**Short problem**
Copy out exactly the lines from the one containing "Pin the tundra" to the end of the records below, both included, and nothing else.

[Location identification items]
========================

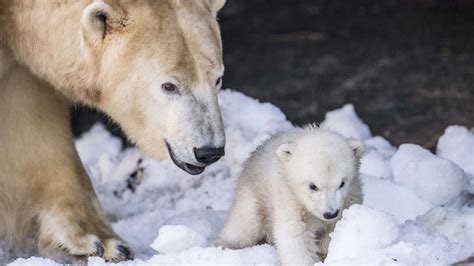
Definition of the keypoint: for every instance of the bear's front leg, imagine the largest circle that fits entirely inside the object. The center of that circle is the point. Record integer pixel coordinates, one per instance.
(43, 168)
(294, 244)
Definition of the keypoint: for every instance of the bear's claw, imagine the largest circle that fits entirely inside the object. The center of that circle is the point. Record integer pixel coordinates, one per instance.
(125, 252)
(99, 249)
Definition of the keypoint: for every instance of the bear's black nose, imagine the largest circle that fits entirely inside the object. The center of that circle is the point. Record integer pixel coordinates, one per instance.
(208, 155)
(329, 215)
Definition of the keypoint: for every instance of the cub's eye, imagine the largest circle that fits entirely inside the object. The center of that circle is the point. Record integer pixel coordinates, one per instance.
(218, 81)
(342, 184)
(169, 87)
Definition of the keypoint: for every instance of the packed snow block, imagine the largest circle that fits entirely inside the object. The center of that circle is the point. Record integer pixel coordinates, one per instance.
(346, 122)
(457, 145)
(257, 255)
(376, 160)
(381, 145)
(437, 180)
(399, 201)
(360, 231)
(457, 226)
(375, 164)
(177, 238)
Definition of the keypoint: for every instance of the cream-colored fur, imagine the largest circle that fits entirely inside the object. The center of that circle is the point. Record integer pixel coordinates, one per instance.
(115, 56)
(276, 200)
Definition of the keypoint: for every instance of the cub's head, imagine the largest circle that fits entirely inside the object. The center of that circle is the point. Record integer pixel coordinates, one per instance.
(319, 168)
(157, 68)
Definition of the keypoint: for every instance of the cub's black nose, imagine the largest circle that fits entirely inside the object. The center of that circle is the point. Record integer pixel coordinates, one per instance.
(208, 155)
(329, 215)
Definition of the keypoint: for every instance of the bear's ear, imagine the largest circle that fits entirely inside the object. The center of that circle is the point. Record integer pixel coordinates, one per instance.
(97, 20)
(357, 146)
(216, 5)
(285, 150)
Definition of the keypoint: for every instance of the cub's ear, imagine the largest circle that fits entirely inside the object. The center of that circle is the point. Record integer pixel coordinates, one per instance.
(357, 146)
(216, 5)
(97, 19)
(285, 150)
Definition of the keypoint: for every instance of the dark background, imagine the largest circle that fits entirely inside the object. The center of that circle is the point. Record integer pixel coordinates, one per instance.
(406, 65)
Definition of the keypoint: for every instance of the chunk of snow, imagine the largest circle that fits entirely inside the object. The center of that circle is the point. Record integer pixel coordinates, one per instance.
(457, 145)
(375, 164)
(176, 238)
(457, 226)
(397, 200)
(360, 231)
(432, 178)
(346, 122)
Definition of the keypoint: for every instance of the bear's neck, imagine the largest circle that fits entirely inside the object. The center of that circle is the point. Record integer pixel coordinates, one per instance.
(45, 36)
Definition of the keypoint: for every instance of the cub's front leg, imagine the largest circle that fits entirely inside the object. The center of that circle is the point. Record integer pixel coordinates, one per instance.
(294, 241)
(40, 166)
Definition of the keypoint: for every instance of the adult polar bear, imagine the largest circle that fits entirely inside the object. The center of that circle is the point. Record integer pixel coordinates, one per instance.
(155, 66)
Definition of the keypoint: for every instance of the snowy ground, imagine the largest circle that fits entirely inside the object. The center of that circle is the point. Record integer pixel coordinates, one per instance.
(416, 209)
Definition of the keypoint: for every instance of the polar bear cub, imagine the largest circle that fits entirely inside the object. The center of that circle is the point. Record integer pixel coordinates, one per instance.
(292, 191)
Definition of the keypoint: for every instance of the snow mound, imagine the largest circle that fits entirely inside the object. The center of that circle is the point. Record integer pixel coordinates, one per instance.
(176, 238)
(457, 145)
(401, 202)
(169, 217)
(361, 230)
(346, 122)
(434, 179)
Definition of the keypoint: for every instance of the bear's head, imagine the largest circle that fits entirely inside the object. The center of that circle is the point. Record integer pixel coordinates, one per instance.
(319, 167)
(155, 66)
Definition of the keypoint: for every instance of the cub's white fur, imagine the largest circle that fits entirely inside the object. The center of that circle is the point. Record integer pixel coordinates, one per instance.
(276, 200)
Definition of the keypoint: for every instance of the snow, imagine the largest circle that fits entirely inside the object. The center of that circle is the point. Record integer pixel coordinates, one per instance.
(360, 231)
(411, 212)
(437, 180)
(176, 238)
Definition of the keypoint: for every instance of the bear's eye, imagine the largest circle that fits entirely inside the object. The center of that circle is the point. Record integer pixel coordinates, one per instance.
(342, 184)
(218, 81)
(169, 87)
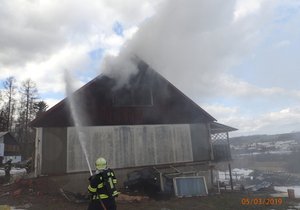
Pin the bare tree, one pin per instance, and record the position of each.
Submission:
(29, 96)
(9, 93)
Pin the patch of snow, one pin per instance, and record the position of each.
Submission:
(285, 188)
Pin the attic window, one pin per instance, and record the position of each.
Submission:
(141, 96)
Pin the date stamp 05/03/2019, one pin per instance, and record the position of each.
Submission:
(261, 201)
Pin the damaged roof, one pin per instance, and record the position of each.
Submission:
(148, 98)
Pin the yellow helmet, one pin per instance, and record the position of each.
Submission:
(101, 163)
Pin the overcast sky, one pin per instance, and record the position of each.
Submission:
(238, 59)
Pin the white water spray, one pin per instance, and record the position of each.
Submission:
(76, 115)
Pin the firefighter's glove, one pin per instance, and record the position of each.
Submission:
(91, 178)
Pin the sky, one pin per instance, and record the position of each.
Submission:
(237, 59)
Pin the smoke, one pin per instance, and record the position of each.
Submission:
(192, 43)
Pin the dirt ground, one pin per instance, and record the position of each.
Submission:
(40, 194)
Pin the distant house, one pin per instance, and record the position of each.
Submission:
(148, 122)
(9, 148)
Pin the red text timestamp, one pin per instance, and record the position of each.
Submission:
(261, 201)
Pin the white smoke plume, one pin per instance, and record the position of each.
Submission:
(189, 41)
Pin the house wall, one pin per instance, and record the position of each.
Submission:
(54, 149)
(130, 146)
(123, 146)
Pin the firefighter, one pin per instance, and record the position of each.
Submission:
(7, 168)
(102, 187)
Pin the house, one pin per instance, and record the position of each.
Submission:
(9, 148)
(148, 122)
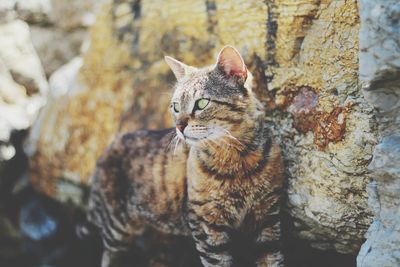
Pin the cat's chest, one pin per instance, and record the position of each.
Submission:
(221, 202)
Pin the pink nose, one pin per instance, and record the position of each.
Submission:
(181, 126)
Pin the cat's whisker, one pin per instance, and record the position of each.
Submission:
(170, 142)
(178, 140)
(229, 135)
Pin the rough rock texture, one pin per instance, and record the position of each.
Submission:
(22, 85)
(56, 46)
(304, 58)
(380, 76)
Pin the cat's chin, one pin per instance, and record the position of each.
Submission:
(192, 141)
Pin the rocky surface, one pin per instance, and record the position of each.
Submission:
(304, 58)
(380, 77)
(34, 42)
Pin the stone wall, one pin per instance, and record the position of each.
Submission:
(380, 77)
(304, 57)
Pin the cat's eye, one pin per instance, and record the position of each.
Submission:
(176, 107)
(202, 103)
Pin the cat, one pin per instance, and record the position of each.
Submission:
(216, 177)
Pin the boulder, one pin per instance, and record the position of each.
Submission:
(56, 46)
(380, 77)
(19, 56)
(304, 58)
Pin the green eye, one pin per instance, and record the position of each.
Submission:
(176, 107)
(202, 103)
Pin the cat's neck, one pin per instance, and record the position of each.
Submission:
(234, 156)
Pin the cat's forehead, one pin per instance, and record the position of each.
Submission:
(194, 84)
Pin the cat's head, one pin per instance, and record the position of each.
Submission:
(215, 103)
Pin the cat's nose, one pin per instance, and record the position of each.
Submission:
(181, 125)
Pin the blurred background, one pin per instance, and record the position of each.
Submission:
(74, 73)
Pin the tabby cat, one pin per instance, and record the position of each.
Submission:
(216, 177)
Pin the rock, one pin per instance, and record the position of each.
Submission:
(56, 46)
(34, 11)
(7, 12)
(22, 88)
(304, 58)
(74, 14)
(19, 56)
(380, 77)
(35, 223)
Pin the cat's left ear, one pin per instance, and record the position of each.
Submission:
(231, 63)
(178, 68)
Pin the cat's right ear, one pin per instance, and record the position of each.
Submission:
(178, 68)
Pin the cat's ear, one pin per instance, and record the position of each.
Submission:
(178, 68)
(231, 63)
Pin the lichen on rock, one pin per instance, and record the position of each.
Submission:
(304, 59)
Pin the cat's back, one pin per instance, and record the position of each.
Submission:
(142, 176)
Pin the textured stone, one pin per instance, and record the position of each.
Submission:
(380, 77)
(74, 14)
(19, 56)
(56, 46)
(304, 58)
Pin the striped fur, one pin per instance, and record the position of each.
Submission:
(217, 177)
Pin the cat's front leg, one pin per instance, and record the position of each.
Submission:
(269, 243)
(212, 242)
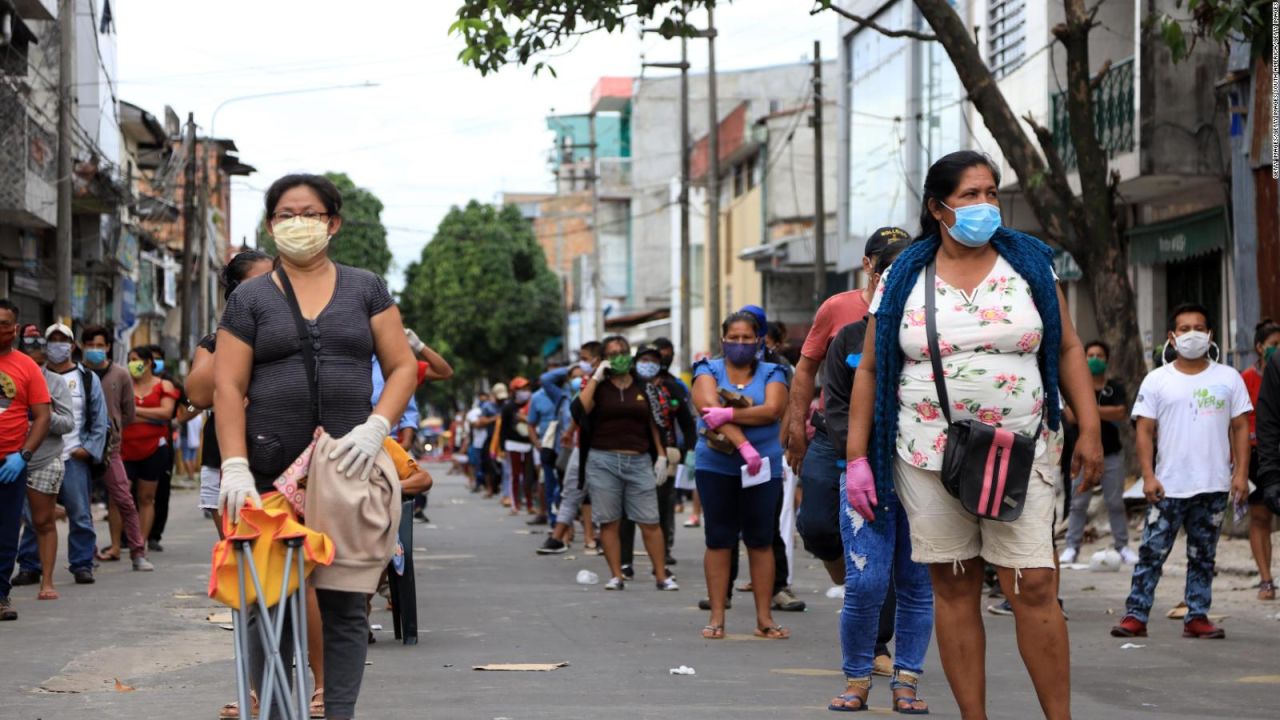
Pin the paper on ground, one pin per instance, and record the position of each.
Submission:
(521, 666)
(750, 481)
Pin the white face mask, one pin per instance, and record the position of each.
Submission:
(301, 238)
(1192, 345)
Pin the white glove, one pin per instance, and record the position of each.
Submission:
(360, 447)
(415, 342)
(659, 470)
(237, 488)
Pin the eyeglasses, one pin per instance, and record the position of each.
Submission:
(307, 215)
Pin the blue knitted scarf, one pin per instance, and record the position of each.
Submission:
(1031, 258)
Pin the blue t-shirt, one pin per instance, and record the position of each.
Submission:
(764, 438)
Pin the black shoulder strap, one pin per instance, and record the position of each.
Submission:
(931, 331)
(305, 342)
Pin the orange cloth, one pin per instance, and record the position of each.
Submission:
(266, 527)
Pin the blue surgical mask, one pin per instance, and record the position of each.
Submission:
(974, 223)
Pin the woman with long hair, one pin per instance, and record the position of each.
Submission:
(1005, 343)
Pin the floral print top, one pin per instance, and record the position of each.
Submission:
(988, 341)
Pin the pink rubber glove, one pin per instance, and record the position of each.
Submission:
(860, 488)
(750, 456)
(717, 417)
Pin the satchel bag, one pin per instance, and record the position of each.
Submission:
(986, 468)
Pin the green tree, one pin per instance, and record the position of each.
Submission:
(483, 296)
(1087, 224)
(362, 240)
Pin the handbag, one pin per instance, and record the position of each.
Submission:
(986, 468)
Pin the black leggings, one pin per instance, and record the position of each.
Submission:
(346, 645)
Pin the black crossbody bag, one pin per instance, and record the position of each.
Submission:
(986, 468)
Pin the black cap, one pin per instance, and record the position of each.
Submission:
(882, 238)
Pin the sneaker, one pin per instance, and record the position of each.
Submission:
(1002, 609)
(26, 578)
(786, 601)
(552, 547)
(1201, 627)
(1129, 627)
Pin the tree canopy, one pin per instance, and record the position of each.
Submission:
(362, 240)
(481, 295)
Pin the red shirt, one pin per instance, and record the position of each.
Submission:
(141, 438)
(1252, 383)
(22, 384)
(837, 311)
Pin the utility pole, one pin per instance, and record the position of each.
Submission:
(65, 69)
(685, 279)
(597, 282)
(713, 309)
(188, 237)
(819, 213)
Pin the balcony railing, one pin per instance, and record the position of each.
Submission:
(1112, 114)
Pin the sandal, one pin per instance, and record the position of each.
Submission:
(1267, 589)
(855, 691)
(906, 705)
(773, 633)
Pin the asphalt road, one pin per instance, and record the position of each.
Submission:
(487, 597)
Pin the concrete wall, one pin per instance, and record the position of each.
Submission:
(656, 153)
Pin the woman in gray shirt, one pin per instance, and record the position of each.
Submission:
(266, 411)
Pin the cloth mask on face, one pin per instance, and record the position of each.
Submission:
(648, 369)
(620, 364)
(739, 352)
(59, 352)
(974, 223)
(1192, 345)
(301, 238)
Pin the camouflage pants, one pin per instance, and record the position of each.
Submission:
(1202, 518)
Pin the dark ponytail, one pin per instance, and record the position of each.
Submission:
(233, 273)
(942, 180)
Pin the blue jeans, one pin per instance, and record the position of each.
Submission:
(818, 522)
(552, 479)
(81, 538)
(1202, 518)
(873, 554)
(13, 499)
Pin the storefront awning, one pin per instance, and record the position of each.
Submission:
(1178, 238)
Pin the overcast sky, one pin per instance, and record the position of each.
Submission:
(433, 133)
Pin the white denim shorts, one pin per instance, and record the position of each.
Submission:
(944, 532)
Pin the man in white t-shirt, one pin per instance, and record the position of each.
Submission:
(1198, 413)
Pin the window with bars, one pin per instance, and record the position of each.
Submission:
(1006, 36)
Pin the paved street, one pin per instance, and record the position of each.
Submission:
(485, 597)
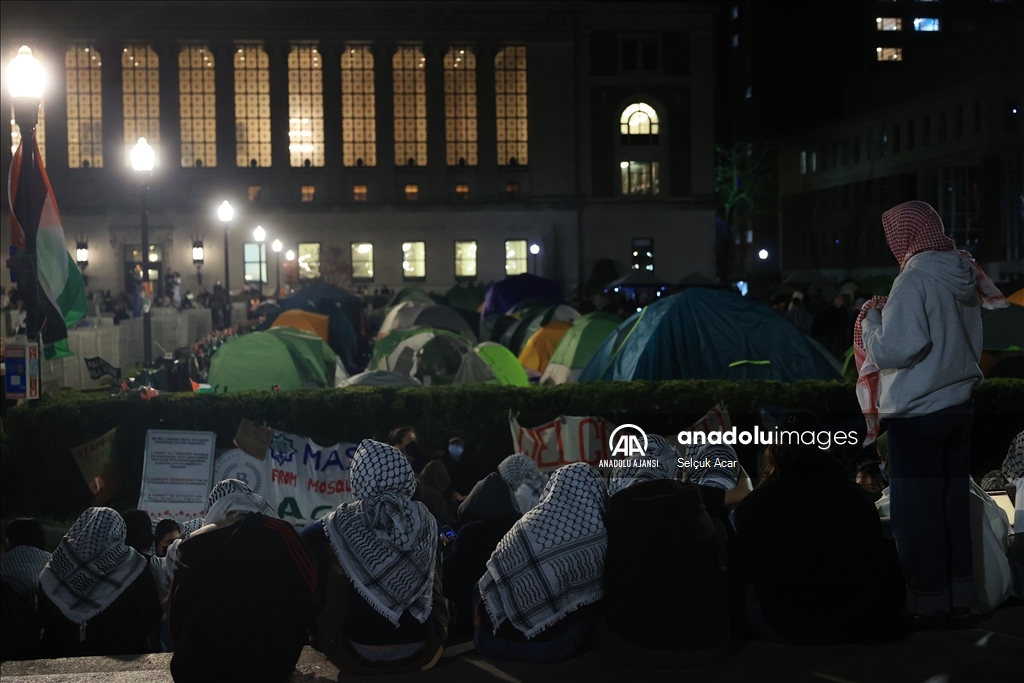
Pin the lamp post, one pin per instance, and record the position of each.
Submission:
(26, 80)
(143, 158)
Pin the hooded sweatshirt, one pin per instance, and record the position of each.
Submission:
(927, 339)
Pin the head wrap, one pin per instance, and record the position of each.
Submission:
(385, 542)
(552, 560)
(91, 566)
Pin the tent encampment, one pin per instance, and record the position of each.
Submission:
(707, 334)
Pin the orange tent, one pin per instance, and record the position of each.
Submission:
(303, 319)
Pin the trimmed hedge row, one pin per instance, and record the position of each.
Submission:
(41, 434)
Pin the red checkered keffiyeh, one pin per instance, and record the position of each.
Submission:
(910, 228)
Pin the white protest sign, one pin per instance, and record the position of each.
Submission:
(177, 473)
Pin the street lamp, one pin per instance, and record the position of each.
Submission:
(143, 158)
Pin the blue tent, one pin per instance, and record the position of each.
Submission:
(707, 334)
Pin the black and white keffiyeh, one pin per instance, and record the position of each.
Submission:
(233, 496)
(552, 560)
(91, 566)
(385, 542)
(658, 450)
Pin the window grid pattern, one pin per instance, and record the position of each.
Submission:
(198, 107)
(409, 70)
(460, 107)
(358, 107)
(84, 89)
(140, 97)
(510, 101)
(305, 107)
(252, 107)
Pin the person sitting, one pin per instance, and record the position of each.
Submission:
(243, 594)
(672, 628)
(486, 515)
(94, 594)
(377, 559)
(543, 588)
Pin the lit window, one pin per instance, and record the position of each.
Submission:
(252, 107)
(254, 257)
(409, 67)
(197, 107)
(414, 260)
(515, 257)
(639, 177)
(308, 259)
(510, 101)
(140, 96)
(305, 107)
(465, 260)
(643, 254)
(84, 86)
(363, 261)
(889, 53)
(358, 107)
(638, 124)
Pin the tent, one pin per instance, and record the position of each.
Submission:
(409, 314)
(542, 344)
(488, 363)
(578, 346)
(707, 334)
(507, 293)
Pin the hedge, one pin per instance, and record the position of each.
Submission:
(41, 434)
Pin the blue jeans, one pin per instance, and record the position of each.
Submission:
(929, 462)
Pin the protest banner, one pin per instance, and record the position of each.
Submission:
(177, 473)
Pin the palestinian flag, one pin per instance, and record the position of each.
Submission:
(61, 291)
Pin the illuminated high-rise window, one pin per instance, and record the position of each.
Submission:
(84, 89)
(305, 107)
(460, 107)
(252, 107)
(140, 96)
(409, 67)
(197, 107)
(510, 100)
(358, 107)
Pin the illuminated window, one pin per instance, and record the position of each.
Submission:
(252, 107)
(510, 100)
(358, 107)
(414, 260)
(465, 259)
(515, 257)
(889, 53)
(409, 67)
(198, 107)
(305, 107)
(308, 259)
(639, 177)
(83, 85)
(140, 96)
(460, 107)
(363, 261)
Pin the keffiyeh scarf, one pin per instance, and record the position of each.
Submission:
(552, 560)
(385, 542)
(910, 228)
(91, 566)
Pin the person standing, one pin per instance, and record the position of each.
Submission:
(918, 353)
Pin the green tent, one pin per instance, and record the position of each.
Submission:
(578, 346)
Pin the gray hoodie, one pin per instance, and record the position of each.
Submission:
(927, 340)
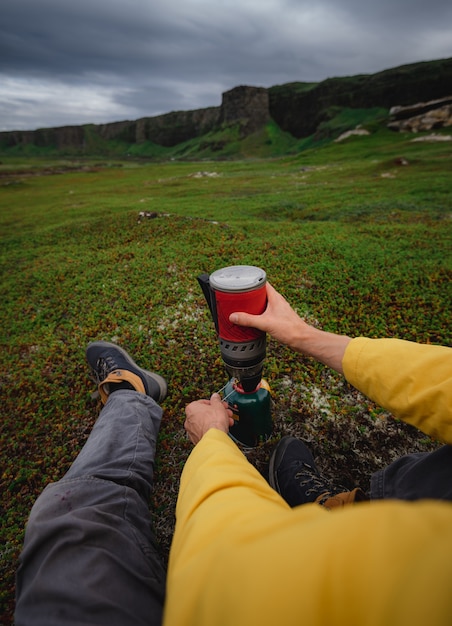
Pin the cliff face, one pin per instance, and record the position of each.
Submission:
(299, 112)
(297, 108)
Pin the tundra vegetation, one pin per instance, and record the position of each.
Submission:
(357, 236)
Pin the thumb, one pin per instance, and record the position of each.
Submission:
(244, 319)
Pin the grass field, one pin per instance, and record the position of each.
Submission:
(356, 235)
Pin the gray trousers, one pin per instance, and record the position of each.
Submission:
(89, 555)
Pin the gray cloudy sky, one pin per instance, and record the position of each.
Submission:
(77, 61)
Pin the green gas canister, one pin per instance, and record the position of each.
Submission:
(251, 412)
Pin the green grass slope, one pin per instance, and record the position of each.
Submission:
(357, 235)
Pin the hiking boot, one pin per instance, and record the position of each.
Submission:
(294, 475)
(111, 365)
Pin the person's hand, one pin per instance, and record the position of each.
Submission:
(279, 320)
(202, 415)
(287, 327)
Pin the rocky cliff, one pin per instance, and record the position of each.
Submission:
(297, 108)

========================

**Written solution**
Pin the tundra vegetation, one pin per instance, and record the position of each.
Submission:
(357, 236)
Pin the thumb, one pin per instance, and record the position of each.
Submission:
(244, 319)
Pin the grass field, one pin per instance, and record the position of each.
Submission:
(356, 235)
Pin the gray trousers, one pin per instance, and record the position of each.
Submission:
(89, 555)
Pin the gray cloudy sky, one pin per instance, and record the position of each.
Submission:
(77, 61)
Pin the green gas canister, one pin per instance, and record the position of each.
Submission:
(251, 412)
Pin the green grass slope, one pin per instance, and record the position of each.
Submission:
(357, 235)
Pin the hiking boot, one pin per instance, and record the position of each.
Submission:
(294, 475)
(111, 365)
Pin the person's hand, one pin per instance, and record the position of each.
Submission:
(279, 320)
(202, 415)
(287, 327)
Pin the rocky cliff, one pin per instance, and record the position of each.
Submission:
(297, 108)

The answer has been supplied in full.